| Set of tasks |
[A] In the text excerpt, how many rows could a 5 pixel high font fit on a 200 line screen?
[B] Print the part of the text excerpt that opens with the words containing "I have actually" and closes with "such large projects.".

This is the other reason one would need a hard drive... this would take a  
lot of space. At the very least one would need a large, no-halt drive  
system (the No-Can2 and up boards with 8 MB of RAM could be used, and  
maybe 800 or 1.44MB floppy, but no-halt is pretty well mandatory unless  
you want to view pages offline).
     I did have a bare start on SLIP (PPP is much more complicated, and at  
the time I was just experimenting), but didn't get very far on that part  
of the project. I did get the PLAY command to handle many more sound  
formats, including a few from the web, and was optomizing VIEW for speed  
and handling more versions of GIF. I didn't/don't understand enough about  
how JPG works to figure out how to do that, which has become much more  
prevalent since then. I was also planning on adding more stuff to  
Windint/Grfdrv, including insert/delete column, and different font sizes  
(beyond the 8x8 and 6x8 we have now) into a new, 16K version of GRFDRV),  
but never got that far (I did bugfix Alan's last additions/optomizations,  
and added the filled circle/ellipse commands from the level 2 upgrade). I  
was going to add variable height fonts first, as that would be the  
easiest, and also allow more text on a screen (a 5 pixel high font could  
fit 40 rows on a 200 line screen, although you wouldn't have descenders at  
that point).
     I have actually been cleaning up the computer room recently, and have  
found a lot of my "planned for the future" notes (including adding Setstat  
calls for stereo sound, screensavers, etc.) that I would be happy to pass  
along to anybody on the current Nitros9 development team if they want to  
try implementing them. Enough code has changed since I worked on it that  
it would take me awhile to catch up, and I simply don't have the time  
anymore to dedicate to such large projects.

| Given information |
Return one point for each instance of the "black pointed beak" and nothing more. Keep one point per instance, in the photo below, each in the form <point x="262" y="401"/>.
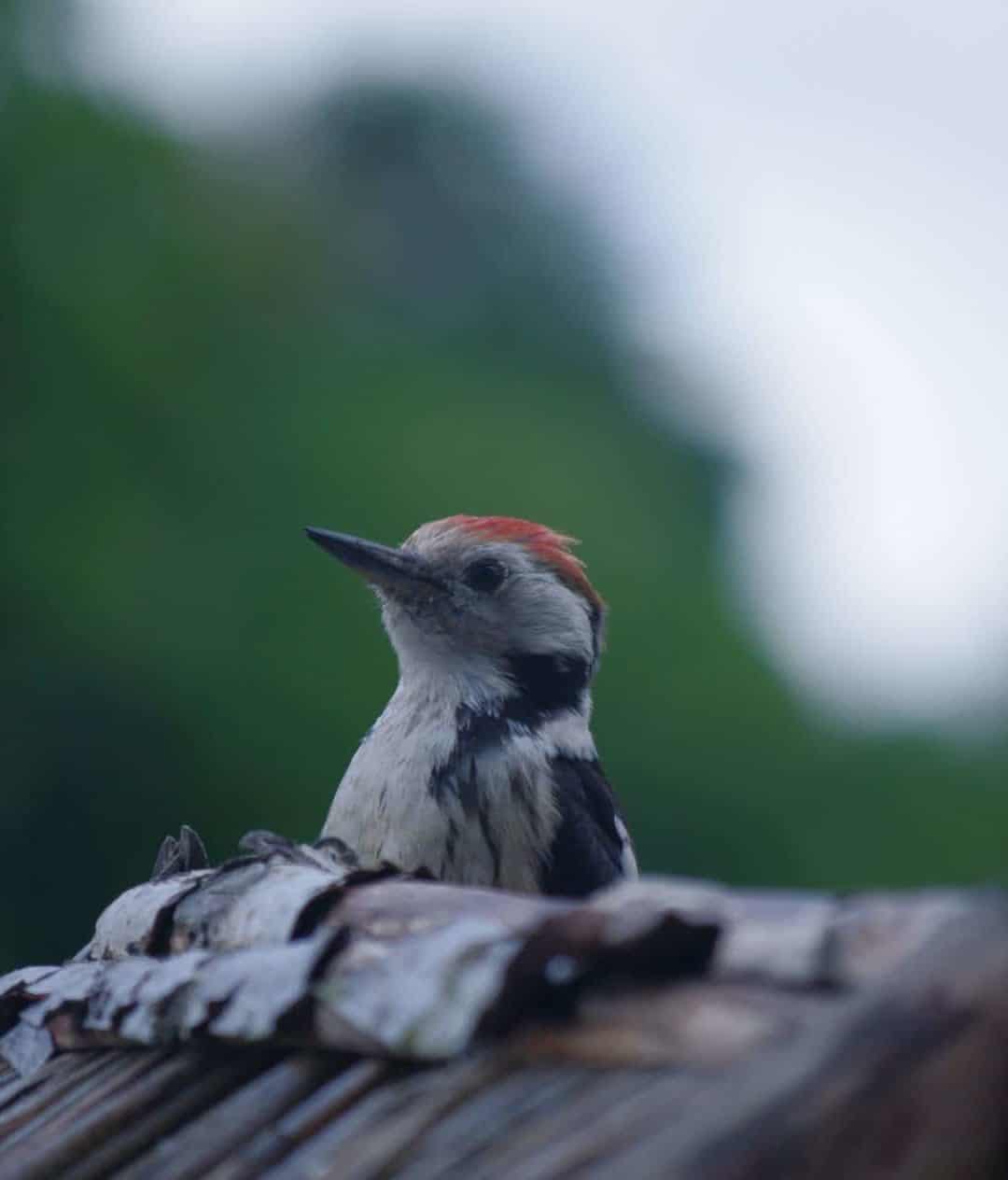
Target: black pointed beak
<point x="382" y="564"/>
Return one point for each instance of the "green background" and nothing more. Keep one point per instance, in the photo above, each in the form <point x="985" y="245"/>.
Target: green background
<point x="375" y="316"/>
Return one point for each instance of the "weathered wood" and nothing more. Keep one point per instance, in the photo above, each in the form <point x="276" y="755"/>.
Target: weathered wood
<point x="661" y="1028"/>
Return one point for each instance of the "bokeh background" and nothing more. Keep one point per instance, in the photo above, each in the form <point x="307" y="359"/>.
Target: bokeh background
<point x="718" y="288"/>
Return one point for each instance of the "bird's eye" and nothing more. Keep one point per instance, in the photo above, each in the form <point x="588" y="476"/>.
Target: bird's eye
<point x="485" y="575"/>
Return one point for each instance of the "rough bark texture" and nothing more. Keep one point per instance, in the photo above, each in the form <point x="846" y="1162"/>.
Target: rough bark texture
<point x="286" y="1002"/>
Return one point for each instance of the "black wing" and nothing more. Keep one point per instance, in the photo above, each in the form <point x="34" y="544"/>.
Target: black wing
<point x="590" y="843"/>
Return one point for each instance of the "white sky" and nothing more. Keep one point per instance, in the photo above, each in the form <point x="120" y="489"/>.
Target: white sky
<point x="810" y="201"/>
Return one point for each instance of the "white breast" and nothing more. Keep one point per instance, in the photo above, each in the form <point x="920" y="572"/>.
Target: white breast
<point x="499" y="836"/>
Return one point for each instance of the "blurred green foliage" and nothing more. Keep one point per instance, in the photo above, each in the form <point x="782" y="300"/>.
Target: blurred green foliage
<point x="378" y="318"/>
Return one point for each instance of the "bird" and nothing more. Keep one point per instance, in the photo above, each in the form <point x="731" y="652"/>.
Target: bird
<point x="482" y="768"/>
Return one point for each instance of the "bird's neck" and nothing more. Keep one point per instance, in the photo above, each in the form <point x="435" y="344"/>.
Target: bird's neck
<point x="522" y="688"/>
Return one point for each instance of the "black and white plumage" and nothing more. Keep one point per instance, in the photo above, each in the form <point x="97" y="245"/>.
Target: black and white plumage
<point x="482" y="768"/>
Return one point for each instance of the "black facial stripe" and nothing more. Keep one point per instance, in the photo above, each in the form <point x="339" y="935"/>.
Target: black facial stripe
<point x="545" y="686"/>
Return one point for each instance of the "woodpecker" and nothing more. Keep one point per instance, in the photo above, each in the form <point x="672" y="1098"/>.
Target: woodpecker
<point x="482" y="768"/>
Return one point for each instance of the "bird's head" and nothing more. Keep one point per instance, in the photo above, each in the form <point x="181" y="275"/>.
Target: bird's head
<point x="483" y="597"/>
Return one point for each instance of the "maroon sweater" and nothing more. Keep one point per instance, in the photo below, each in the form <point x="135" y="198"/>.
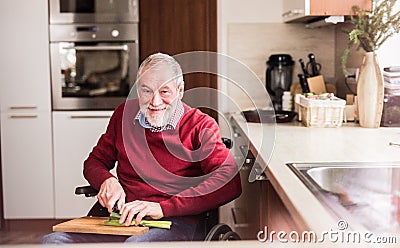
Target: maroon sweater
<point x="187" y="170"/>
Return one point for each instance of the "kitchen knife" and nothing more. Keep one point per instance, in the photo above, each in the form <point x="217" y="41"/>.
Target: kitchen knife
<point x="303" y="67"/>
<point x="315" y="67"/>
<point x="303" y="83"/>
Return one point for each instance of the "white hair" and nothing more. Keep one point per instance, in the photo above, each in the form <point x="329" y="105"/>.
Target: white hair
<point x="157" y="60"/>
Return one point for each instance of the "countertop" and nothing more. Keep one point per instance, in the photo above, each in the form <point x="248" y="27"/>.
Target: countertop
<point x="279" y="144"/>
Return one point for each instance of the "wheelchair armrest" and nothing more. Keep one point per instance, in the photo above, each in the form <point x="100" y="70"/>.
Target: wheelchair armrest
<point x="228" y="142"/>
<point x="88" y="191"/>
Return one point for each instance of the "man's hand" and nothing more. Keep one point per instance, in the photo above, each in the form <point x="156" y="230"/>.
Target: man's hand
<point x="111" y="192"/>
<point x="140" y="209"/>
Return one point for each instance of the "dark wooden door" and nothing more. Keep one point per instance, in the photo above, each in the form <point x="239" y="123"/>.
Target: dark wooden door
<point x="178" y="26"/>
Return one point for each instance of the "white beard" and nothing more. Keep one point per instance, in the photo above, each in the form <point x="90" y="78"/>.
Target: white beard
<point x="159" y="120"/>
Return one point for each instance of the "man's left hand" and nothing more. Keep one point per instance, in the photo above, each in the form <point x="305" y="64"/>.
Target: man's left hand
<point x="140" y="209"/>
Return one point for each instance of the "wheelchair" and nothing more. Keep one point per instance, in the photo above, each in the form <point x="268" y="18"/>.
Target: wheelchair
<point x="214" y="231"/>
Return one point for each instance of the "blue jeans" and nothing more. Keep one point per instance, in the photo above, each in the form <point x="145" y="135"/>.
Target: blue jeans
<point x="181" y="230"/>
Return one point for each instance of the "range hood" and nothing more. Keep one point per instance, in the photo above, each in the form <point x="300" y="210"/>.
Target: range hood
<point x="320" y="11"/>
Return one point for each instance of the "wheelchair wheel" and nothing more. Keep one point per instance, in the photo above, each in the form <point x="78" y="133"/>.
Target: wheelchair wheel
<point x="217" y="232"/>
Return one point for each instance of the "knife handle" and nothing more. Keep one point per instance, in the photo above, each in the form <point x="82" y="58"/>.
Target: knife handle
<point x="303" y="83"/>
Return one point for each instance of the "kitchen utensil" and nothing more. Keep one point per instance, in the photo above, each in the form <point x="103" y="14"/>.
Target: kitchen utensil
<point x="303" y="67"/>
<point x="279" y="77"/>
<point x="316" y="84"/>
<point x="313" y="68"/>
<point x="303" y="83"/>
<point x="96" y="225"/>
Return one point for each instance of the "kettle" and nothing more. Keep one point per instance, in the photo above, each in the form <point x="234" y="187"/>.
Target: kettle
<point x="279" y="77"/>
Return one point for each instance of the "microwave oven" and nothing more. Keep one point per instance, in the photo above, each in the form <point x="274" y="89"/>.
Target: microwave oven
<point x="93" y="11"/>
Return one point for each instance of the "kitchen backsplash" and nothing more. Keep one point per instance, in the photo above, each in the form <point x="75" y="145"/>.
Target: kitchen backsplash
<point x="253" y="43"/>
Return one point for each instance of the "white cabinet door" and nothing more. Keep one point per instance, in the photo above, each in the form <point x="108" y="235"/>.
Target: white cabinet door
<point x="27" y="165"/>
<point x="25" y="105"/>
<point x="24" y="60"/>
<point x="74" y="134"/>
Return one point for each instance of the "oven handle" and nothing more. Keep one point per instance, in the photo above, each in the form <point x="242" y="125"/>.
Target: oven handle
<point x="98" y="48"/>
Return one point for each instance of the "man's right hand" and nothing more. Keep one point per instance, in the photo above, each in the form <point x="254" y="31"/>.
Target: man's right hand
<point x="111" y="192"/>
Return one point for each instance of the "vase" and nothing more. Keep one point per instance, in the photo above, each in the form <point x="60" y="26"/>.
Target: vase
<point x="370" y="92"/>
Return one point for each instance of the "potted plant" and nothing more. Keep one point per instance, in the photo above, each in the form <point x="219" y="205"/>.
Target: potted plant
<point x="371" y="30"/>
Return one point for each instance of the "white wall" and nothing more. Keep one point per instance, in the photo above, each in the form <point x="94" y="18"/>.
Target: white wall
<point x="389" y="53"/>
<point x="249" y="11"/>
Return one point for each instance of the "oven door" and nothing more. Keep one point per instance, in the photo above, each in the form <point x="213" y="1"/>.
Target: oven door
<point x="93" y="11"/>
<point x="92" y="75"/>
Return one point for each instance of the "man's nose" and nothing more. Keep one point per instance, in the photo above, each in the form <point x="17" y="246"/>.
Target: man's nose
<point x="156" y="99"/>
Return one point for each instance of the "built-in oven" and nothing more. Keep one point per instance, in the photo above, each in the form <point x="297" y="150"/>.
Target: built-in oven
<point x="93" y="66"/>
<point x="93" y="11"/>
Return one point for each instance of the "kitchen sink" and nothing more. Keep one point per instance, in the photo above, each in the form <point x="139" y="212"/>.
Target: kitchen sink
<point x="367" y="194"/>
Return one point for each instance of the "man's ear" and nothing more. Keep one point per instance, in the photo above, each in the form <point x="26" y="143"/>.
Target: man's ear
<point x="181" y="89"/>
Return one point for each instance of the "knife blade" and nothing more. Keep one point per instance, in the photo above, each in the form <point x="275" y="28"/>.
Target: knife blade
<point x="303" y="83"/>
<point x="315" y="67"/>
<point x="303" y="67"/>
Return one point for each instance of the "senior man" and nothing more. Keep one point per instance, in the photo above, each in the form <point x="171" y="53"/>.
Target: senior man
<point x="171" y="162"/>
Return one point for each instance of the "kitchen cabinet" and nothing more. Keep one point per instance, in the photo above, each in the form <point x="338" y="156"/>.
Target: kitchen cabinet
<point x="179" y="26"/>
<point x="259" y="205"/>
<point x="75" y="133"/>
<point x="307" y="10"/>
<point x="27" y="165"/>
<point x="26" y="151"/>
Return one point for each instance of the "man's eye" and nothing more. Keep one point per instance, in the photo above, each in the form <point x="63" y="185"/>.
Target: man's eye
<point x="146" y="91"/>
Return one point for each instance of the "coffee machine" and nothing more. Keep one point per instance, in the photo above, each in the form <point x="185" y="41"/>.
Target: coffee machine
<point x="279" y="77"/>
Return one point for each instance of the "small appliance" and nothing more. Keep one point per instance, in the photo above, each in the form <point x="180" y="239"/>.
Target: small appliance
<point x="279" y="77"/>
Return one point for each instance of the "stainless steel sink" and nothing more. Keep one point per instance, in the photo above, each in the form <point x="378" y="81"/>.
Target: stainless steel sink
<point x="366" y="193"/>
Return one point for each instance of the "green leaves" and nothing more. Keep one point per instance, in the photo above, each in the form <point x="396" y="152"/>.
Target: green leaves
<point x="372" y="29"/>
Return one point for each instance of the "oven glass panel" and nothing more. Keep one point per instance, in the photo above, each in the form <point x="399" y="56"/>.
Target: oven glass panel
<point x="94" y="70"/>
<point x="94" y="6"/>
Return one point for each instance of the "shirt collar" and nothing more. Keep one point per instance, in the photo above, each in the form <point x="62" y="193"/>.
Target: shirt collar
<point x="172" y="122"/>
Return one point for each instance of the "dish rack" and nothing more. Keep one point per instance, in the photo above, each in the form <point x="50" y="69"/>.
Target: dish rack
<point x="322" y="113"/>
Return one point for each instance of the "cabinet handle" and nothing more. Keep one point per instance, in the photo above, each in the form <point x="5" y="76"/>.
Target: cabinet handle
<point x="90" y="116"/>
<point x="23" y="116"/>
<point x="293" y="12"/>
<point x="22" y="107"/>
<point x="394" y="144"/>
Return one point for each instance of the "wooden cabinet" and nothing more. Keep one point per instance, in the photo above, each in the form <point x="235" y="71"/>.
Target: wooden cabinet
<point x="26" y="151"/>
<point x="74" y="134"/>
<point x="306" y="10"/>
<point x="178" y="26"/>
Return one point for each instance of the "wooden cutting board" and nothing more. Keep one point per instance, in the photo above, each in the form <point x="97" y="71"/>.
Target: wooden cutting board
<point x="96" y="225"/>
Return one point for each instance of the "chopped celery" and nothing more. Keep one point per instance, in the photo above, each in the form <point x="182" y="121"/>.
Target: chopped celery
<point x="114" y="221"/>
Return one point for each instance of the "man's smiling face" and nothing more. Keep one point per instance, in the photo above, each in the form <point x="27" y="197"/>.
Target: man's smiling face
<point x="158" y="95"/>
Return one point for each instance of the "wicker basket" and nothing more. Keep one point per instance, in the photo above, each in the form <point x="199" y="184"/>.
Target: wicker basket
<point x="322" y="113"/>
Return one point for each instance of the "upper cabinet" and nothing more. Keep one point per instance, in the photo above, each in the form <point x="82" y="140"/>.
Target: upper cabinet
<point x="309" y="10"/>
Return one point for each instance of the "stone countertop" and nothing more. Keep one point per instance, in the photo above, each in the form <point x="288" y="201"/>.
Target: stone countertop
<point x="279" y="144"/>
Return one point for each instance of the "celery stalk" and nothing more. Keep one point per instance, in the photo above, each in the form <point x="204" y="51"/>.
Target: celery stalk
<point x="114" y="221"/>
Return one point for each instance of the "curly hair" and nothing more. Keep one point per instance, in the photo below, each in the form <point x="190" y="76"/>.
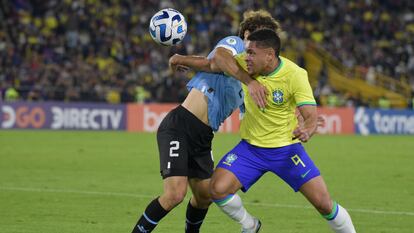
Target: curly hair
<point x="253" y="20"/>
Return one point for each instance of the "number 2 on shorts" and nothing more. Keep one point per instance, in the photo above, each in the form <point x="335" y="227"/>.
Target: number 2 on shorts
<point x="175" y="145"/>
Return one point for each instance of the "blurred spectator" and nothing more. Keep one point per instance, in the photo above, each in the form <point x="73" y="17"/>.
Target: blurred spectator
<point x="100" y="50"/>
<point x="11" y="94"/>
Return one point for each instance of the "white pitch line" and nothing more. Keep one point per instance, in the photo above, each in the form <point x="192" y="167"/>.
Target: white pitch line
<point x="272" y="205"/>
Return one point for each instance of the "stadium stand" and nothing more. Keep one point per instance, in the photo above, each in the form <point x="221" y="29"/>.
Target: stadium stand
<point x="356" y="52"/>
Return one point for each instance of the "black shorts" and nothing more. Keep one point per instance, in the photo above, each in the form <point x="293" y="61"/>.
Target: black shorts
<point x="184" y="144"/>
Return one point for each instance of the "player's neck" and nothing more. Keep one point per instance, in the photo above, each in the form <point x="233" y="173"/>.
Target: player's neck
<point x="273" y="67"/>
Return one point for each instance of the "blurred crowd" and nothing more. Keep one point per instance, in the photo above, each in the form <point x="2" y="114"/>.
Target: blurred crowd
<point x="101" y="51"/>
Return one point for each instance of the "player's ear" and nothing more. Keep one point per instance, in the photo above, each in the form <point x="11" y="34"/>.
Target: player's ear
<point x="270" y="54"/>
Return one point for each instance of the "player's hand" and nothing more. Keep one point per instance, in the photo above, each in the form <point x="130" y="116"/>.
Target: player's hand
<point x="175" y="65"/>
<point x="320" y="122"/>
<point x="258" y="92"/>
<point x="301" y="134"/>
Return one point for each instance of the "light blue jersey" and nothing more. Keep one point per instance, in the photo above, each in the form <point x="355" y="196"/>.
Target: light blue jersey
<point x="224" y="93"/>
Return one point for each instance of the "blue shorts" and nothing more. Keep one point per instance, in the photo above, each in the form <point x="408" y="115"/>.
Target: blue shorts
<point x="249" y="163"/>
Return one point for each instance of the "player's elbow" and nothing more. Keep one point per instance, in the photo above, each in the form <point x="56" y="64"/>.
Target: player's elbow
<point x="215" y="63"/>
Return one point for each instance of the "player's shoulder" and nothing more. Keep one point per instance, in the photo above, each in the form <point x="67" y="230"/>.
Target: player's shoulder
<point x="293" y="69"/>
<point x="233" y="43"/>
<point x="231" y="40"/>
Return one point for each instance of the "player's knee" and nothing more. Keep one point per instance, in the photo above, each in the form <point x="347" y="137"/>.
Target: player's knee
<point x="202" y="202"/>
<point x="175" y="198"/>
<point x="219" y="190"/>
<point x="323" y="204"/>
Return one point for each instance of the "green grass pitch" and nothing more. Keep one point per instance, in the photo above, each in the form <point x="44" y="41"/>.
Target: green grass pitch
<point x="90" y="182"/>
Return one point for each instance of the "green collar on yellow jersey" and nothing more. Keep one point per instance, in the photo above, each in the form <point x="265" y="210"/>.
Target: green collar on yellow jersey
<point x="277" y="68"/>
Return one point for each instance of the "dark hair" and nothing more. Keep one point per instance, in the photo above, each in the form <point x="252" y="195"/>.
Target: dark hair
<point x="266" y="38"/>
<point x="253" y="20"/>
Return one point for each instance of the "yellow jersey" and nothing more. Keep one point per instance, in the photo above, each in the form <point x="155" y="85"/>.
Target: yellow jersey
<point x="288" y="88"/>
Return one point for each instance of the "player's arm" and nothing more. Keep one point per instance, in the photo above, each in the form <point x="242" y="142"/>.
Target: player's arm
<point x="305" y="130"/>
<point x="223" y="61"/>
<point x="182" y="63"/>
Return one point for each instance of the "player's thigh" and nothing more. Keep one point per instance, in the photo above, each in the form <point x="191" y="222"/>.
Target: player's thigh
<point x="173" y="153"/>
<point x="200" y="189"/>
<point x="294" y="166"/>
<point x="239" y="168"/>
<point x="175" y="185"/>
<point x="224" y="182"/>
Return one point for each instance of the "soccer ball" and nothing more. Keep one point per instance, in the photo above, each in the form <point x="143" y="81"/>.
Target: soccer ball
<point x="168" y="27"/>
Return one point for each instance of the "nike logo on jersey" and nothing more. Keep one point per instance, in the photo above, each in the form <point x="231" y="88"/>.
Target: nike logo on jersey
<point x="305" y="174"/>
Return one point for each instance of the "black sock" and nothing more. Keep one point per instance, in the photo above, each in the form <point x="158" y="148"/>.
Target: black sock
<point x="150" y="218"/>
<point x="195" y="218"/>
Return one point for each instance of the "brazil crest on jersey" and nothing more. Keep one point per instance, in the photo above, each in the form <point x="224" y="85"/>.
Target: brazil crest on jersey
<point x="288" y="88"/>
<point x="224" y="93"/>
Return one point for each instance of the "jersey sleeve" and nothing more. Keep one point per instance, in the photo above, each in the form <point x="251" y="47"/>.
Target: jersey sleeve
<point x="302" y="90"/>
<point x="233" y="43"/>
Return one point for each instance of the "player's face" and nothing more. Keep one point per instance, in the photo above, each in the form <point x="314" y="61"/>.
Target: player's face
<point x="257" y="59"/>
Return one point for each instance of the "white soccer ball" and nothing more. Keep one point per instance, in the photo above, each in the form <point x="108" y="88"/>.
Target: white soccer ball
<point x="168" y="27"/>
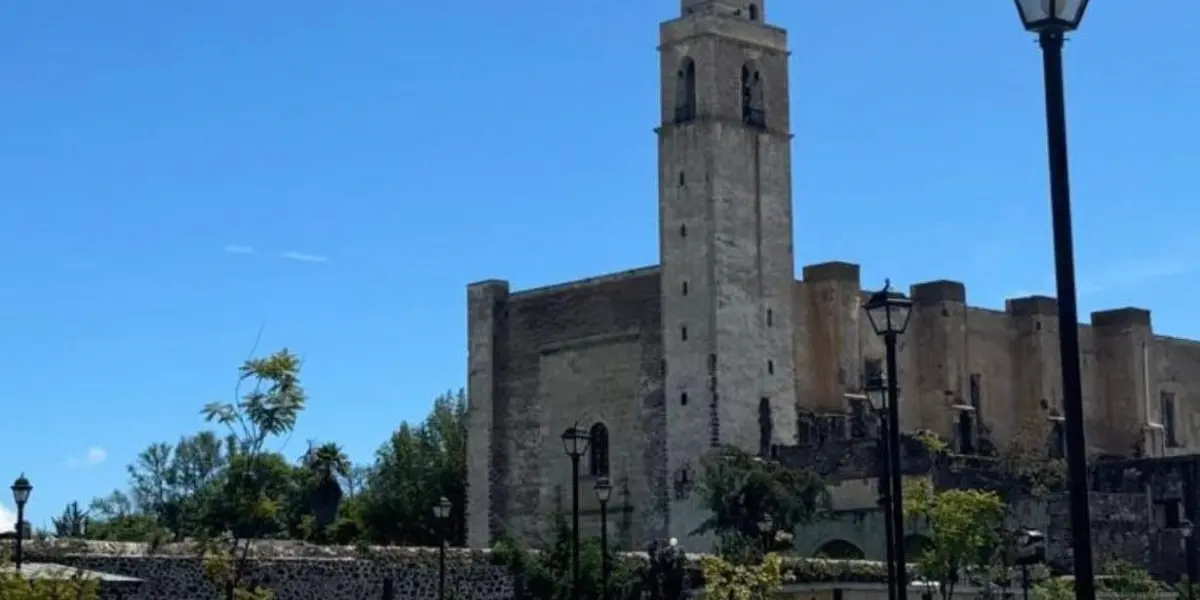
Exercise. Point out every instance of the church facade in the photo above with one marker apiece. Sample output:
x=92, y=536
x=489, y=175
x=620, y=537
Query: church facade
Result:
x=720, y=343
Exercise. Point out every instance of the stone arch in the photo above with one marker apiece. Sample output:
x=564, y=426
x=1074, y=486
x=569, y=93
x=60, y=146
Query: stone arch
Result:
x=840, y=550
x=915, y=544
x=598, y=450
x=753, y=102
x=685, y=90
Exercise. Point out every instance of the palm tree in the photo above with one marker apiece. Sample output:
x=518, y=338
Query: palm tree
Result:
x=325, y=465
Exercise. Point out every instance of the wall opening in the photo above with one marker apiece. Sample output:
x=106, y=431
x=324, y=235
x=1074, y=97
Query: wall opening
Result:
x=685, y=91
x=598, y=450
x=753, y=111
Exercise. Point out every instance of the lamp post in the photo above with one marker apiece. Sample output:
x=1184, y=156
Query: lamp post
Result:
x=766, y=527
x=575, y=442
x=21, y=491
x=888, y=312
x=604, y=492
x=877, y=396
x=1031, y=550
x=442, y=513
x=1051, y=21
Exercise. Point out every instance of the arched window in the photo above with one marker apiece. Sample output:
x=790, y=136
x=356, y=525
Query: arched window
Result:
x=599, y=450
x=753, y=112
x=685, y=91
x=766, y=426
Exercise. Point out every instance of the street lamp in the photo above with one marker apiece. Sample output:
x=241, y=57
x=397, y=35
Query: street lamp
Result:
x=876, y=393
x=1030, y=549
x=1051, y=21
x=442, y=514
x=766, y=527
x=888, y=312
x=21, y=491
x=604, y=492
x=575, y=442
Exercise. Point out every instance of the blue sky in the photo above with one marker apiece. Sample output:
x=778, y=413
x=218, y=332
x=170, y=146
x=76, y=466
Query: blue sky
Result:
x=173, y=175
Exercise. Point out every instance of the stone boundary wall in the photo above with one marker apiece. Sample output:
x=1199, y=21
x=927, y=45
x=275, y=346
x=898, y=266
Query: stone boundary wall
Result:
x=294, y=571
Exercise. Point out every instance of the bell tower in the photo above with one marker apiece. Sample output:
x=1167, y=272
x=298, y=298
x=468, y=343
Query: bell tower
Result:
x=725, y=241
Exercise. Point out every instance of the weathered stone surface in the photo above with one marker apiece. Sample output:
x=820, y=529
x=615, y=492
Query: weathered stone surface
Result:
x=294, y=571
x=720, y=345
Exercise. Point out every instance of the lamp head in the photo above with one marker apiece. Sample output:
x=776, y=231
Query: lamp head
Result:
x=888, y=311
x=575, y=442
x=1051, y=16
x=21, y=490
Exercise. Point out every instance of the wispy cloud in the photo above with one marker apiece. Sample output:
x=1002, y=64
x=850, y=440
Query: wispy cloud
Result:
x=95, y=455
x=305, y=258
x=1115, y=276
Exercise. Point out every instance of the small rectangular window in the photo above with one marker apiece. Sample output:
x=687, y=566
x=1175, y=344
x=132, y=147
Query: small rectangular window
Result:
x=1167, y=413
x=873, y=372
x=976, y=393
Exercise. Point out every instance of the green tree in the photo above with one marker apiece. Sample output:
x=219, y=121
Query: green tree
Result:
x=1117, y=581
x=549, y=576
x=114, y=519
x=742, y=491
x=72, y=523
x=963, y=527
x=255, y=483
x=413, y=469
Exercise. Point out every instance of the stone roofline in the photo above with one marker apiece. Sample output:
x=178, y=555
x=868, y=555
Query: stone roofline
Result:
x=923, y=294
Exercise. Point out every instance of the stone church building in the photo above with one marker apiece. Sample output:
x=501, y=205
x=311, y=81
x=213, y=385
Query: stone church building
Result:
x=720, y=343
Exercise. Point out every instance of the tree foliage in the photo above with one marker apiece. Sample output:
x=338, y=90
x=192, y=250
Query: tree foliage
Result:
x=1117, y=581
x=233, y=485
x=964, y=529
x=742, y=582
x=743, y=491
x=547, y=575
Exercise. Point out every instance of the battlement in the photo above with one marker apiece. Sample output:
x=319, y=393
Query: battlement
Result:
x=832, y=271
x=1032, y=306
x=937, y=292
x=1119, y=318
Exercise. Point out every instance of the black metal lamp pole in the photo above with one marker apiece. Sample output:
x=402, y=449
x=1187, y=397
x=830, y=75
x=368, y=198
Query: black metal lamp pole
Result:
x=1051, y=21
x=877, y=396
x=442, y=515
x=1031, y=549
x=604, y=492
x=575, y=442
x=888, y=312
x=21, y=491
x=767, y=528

| Responses for each task |
[A] 40 rows.

[B]
I have actually been cleaning up the computer room recently, and have  
found a lot of my "planned for the future" notes (including adding Setstat  
calls for stereo sound, screensavers, etc.) that I would be happy to pass  
along to anybody on the current Nitros9 development team if they want to  
try implementing them. Enough code has changed since I worked on it that  
it would take me awhile to catch up, and I simply don't have the time  
anymore to dedicate to such large projects.